• AIM:
Take the records from the line that has "Pick out the building wall" through the last line, and write those lines out again with "gabled roof" swapped for "pitched roof" and everything else left as it is.

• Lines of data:

^^^^^^^^^^^^^^^^

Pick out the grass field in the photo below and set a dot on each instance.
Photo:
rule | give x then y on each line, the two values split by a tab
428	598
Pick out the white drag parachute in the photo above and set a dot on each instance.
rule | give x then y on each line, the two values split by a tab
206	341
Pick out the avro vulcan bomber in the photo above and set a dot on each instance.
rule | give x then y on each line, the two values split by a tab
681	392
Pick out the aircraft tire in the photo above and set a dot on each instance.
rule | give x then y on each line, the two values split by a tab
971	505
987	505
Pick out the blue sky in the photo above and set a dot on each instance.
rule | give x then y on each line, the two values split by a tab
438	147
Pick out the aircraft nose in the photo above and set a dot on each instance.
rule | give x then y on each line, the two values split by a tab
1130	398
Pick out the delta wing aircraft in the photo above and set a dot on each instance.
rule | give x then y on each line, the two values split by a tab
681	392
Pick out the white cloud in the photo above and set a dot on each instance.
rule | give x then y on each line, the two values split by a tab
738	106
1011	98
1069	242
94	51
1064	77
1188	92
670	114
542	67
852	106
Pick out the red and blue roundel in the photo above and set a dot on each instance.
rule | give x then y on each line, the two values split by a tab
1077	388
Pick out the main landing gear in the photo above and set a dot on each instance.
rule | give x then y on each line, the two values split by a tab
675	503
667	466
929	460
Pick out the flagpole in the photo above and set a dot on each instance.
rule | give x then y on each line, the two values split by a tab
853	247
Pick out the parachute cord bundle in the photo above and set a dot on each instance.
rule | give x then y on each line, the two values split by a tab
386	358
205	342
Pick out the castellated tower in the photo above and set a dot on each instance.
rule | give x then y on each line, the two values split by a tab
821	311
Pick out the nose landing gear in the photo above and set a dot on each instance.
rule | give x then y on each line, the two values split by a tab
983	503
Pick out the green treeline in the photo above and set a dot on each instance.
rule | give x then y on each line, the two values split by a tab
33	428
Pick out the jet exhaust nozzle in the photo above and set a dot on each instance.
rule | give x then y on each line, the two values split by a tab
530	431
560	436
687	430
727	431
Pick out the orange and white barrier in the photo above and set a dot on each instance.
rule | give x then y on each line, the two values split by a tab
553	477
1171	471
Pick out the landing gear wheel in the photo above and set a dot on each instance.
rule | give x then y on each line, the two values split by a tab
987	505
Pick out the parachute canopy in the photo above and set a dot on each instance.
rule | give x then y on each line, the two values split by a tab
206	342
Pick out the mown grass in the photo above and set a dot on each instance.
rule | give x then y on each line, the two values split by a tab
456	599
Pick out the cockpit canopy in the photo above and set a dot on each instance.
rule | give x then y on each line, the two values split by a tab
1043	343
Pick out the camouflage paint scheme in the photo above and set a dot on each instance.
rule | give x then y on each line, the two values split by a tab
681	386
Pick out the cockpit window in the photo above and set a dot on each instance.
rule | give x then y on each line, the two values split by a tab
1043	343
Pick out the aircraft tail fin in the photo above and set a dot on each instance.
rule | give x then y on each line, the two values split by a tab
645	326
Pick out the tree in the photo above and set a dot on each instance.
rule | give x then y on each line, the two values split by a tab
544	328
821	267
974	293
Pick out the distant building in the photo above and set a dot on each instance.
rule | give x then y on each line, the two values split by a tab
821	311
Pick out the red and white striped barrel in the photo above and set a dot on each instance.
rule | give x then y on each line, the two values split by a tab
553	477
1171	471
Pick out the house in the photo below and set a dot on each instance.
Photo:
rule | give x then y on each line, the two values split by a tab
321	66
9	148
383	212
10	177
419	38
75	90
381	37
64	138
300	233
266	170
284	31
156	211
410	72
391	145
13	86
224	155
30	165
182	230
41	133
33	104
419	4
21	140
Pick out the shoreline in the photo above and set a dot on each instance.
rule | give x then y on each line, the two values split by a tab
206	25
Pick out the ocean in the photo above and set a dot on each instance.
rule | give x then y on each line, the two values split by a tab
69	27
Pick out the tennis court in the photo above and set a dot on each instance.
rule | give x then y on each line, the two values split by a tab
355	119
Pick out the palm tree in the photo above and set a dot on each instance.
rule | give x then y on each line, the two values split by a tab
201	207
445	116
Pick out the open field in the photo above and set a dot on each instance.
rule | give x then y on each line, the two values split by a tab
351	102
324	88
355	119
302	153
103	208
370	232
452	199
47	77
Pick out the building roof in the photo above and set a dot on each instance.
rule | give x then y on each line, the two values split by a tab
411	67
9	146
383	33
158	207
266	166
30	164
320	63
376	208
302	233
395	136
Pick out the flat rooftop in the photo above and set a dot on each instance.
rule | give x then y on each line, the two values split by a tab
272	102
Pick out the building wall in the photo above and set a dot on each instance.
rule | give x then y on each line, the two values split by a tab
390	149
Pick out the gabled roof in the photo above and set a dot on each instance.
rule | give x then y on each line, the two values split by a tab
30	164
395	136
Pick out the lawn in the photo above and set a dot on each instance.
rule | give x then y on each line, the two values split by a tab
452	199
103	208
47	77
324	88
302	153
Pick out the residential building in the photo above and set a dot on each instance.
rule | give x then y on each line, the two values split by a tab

^^^^^^^^^^^^^^^^

• ANSWER TO THIS TASK:
Pick out the building wall in the photo above and set a dot on each instance.
rule | give x then y on each line, the two values split by a tab
390	149
Pick out the pitched roof in the photo above and set a dot on each instance.
rule | give x then y on each line, the two values split by a tab
30	164
395	136
Pick out the lawn in the photo above and set a dot on each instance.
rule | give x then y on each line, the two values split by a tab
452	199
103	208
47	77
324	88
302	153
Pick out the residential building in the photo above and set a dot on each instance.
rule | give x then y on each line, the two values split by a tab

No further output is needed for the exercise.